**Задание**
Пожалуйста, продолжите текст о расколе и еретиках с того места, где он заканчивается.

**Текст страницы**

__________________________________________________

Отношение еретиков и раскольников к православию, по-моему, также весьма правильно очерчено Мельниковым в его пятом письме (стр. 94). Он говорит: «Раскольники смотрят на господствующую церковь с горьким, враждебным чувством, как на изменницу своим древним правилам и уставам, как на разорвавшую свои связи общения. Между тем еретики видят в учении господствующей церкви совершенно чуждое для них учение, столь же чуждое, как католичество или протестантство. Некоторые же из них идут далее и смотрят на православную церковь совершенно одинаково, как на иудейство, магометанство и идолопоклонничество».
Правительство в своих воззрениях на раскол делит его так же. Я не хочу говорить о прошедшем, хотя бы и очень недавно прошедшем времени, в котором правительство очень ошибалось в своих отношениях к расколу, по степеням его мнимой вредности или безвредности; но в наши дни оно относится к поповцам гораздо снисходительнее, чем к беспоповцам, а к беспоповцам снисходительнее, чем к еретикам, хотя теперь и против последних уже не в ходу прежние суровые меры.

__________________________________________________

**Предоставленные строки**
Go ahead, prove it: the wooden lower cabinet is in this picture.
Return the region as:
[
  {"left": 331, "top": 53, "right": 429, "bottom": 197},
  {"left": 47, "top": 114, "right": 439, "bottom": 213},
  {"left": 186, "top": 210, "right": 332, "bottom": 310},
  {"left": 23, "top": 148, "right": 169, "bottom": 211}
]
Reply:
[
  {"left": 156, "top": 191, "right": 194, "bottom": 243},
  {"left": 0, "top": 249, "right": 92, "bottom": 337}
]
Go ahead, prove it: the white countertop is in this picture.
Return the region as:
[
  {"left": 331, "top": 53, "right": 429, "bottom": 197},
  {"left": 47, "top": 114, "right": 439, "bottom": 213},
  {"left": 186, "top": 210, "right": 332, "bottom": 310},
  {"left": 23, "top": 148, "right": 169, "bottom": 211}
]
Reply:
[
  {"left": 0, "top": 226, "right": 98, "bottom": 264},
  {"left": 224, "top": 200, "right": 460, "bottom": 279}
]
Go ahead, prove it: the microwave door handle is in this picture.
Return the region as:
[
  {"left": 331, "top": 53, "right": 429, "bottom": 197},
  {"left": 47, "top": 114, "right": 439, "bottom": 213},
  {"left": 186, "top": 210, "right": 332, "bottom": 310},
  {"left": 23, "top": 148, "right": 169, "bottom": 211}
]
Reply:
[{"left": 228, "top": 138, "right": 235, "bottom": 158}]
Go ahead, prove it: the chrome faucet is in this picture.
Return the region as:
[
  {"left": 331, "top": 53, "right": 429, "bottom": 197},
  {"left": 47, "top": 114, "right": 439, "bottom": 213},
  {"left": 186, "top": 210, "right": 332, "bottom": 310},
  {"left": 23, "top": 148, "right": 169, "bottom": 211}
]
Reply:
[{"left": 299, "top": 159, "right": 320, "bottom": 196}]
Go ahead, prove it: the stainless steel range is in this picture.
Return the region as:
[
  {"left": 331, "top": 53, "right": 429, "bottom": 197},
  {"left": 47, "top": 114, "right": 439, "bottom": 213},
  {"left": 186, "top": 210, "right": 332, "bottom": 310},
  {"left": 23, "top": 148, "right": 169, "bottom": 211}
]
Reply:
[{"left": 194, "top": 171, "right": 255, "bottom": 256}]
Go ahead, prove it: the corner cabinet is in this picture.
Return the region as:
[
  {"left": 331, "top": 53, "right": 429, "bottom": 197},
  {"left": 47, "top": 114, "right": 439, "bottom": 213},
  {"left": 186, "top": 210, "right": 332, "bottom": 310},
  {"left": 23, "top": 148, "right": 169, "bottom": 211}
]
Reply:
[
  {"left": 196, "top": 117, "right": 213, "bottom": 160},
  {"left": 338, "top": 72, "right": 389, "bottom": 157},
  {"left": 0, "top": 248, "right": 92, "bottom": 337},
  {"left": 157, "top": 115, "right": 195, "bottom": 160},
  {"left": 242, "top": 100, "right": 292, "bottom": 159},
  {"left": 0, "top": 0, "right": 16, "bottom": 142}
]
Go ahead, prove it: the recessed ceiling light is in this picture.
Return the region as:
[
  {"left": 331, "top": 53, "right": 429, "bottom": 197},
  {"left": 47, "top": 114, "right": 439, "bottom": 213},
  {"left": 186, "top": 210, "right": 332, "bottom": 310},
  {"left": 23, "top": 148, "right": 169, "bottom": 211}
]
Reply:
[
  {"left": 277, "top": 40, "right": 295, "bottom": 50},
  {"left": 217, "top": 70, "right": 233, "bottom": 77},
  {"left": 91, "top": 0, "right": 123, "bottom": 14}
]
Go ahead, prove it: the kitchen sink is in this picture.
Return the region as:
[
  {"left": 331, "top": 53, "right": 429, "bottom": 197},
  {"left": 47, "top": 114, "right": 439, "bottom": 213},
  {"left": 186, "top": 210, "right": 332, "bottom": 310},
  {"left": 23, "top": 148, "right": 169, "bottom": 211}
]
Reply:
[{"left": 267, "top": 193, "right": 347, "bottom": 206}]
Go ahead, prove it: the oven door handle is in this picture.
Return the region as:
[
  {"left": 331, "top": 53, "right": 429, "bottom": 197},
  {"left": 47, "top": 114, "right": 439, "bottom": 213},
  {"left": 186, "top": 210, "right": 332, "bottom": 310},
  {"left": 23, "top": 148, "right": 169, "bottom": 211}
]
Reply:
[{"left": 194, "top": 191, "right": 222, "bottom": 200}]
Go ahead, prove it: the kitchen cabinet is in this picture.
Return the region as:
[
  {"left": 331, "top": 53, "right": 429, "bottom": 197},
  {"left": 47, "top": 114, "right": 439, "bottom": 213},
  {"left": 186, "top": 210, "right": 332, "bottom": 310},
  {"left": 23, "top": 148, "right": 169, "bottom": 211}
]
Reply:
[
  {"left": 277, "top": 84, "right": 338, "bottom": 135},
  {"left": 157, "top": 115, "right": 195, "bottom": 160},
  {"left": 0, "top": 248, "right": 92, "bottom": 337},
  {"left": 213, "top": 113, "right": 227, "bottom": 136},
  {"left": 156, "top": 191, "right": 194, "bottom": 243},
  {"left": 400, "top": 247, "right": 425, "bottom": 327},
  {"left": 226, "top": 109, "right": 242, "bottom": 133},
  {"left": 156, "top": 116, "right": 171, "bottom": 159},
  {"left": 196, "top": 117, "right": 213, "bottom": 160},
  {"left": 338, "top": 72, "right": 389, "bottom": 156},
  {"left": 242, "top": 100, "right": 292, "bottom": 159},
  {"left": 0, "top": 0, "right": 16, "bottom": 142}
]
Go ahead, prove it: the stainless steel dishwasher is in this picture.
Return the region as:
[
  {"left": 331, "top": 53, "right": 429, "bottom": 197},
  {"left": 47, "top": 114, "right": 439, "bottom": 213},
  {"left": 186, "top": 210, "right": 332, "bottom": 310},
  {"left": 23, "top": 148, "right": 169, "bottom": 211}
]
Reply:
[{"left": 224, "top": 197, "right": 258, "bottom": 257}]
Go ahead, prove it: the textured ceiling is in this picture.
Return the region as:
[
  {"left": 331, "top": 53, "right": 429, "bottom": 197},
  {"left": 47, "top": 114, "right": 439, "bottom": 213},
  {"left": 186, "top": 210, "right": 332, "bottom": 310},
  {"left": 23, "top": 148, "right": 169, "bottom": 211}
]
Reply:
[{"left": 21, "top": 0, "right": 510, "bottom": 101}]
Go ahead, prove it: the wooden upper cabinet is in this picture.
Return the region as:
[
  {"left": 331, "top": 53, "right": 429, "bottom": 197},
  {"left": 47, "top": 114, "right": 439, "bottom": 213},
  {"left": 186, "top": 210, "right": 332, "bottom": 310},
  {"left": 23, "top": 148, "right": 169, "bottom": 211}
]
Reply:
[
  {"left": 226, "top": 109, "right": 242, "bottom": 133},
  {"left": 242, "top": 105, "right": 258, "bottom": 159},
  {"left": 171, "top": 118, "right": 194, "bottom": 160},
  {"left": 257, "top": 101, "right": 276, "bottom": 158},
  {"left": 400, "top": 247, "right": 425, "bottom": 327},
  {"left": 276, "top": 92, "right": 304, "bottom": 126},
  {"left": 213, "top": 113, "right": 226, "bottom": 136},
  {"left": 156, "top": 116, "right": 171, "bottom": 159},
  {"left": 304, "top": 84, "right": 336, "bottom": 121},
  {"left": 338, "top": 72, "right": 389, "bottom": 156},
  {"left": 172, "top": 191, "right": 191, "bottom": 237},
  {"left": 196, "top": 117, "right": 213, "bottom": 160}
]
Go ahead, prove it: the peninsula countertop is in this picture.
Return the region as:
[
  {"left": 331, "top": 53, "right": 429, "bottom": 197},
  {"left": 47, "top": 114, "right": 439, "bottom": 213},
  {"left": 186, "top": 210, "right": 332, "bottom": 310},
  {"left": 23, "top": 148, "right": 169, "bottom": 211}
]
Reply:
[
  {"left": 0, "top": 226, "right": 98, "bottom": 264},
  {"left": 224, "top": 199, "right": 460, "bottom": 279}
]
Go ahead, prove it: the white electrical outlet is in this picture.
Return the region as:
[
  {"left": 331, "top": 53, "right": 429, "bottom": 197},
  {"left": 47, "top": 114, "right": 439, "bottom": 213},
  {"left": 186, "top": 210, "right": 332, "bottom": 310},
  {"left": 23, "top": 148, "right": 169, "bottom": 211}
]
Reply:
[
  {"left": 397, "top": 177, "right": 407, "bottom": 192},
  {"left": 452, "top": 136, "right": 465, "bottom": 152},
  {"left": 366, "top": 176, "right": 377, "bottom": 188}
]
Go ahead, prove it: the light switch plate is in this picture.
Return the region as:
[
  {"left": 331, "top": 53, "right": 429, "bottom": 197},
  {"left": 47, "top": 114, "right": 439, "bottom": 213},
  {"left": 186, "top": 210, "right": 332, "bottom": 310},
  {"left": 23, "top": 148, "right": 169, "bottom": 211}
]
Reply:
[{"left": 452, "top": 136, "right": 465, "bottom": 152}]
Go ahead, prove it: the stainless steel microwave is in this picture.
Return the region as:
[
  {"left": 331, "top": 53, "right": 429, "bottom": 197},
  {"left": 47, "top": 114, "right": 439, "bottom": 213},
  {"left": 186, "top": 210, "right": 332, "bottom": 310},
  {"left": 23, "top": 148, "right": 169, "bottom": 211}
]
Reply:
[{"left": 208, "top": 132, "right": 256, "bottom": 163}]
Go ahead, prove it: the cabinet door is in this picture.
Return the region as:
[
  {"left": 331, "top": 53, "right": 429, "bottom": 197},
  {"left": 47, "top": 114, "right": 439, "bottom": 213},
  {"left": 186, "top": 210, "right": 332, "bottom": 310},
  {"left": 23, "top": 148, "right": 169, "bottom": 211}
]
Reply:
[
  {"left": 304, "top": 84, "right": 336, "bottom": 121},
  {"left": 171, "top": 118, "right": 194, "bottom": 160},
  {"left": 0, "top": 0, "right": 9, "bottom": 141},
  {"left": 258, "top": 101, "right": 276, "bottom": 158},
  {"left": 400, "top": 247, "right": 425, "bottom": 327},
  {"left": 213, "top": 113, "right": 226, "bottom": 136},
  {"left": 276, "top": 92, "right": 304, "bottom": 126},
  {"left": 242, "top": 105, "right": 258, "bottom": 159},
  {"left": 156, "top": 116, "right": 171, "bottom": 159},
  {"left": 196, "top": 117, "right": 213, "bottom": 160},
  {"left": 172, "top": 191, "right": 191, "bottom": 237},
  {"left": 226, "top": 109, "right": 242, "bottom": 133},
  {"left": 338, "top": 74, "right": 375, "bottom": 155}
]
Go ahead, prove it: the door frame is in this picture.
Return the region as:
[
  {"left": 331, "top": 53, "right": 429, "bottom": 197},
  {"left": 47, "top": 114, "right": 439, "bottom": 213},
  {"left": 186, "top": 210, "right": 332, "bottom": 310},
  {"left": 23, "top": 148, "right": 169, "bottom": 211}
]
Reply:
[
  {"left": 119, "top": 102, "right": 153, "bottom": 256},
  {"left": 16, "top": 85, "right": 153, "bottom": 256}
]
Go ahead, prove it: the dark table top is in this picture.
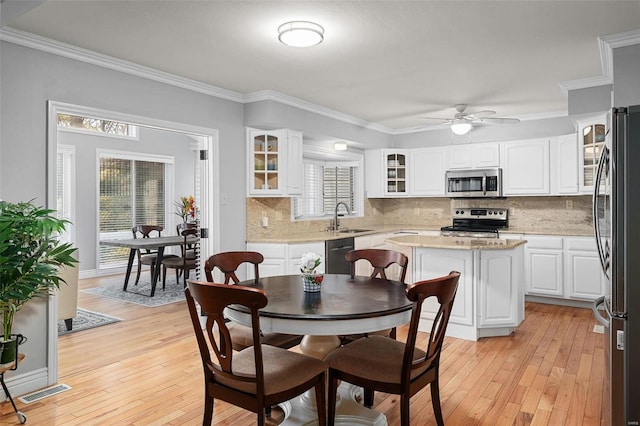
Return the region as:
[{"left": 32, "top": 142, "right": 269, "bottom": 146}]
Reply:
[{"left": 229, "top": 274, "right": 412, "bottom": 335}]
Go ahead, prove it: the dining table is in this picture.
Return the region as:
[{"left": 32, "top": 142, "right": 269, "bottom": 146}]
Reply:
[
  {"left": 100, "top": 235, "right": 198, "bottom": 297},
  {"left": 225, "top": 274, "right": 413, "bottom": 426}
]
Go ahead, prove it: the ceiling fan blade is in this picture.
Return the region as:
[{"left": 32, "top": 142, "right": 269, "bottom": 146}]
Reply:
[
  {"left": 473, "top": 117, "right": 520, "bottom": 124},
  {"left": 468, "top": 109, "right": 496, "bottom": 120}
]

__________________________________________________

**Ответ на задание**
В отношении беспоповцев (людей, которыми я буду исключительно заниматься в моих письмах) наблюдается два подразделения. Большею благосклонностью пользуются беспоповцы, приемлющие браки и молящиеся за власть (поморское согласие), и гораздо меньшею беспоповцы, не приемлющие браков как таинства и «не молящиеся за правительство и государя» (например, вся, чрезвычайно распространенная, секта федосеевщины). Г. Мельников замечает, что беспоповцы, приемлющие браки, но не молящиеся за власть и молящиеся за власть, но не приемлющие браков, при этом разделении совершенно забыты. Это совершенно справедливо. На эти подразделения не только правительство не обратило никакого внимания, но и многие писатели о расколе их словно не знают, тогда как эти уклонения от принципов двух главных беспоповщинских согласий встречаются довольно нередко.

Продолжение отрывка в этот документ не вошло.